### Exercise brief
Answer these questions using the report on the Forest Park Medical Center kickback case.
1. How many days did the jury deliberate?
2. Which defendant was acquitted?
3. What did Carli Hempel run?

### Passage
Seven Convicted in Forest Park Medical Kickback Scheme
Thursday, April 11, 2019 | 612 | 0 | 13 min read
A Dallas jury on Tuesday found guilty seven of the remaining defendants, including four doctors, in the Forest Park Medical Center kickback case, which involved $40 million in bribery schemes and ensnared a Texas workers' compensation attorney.
A separate trial has been granted for San Antonio attorney Royce Bicklein, accused of accepting payments for referring injured workers for medical treatment.
The federal trial against the other nine defendants came to a close Tuesday, after the jury deliberated for four days, according to a Dallas news report. Some 21 people were originally charged in the case, and 10 of those pleaded guilty prior to trial.
Those convicted Tuesday included Dr. Douglas Won; Dr. Michael Rimlawi; Wilton McPherson Burt, a co-founder of the specialty surgery hospital; Dr. Shawn Henry, a Fort Worth spine surgeon; Dr. Mrugeshkumar Kumar Shah, a pain doctor; Jackson Jacob, a recruiter for Forest Park; and Iris Kathleen Forrest, a nurse.
Dr. Nick Nicholson, a surgeon, was acquitted. Nicholson is a noted bariatric surgeon who has appeared on many television shows, including "Good Morning America," the newspaper reported.
The jury deadlocked on a charge against another defendant, Carli Hempel, who ran the hospital's bariatric program.

### Dataset section
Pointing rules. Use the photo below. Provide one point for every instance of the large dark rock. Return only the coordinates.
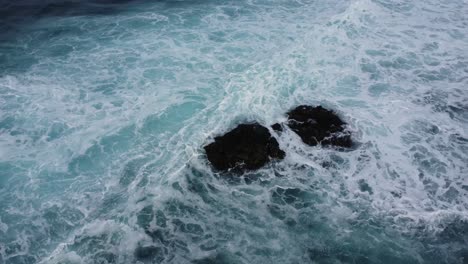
(317, 125)
(246, 147)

### Output
1. Four days.
2. Dr. Nick Nicholson.
3. The hospital's bariatric program.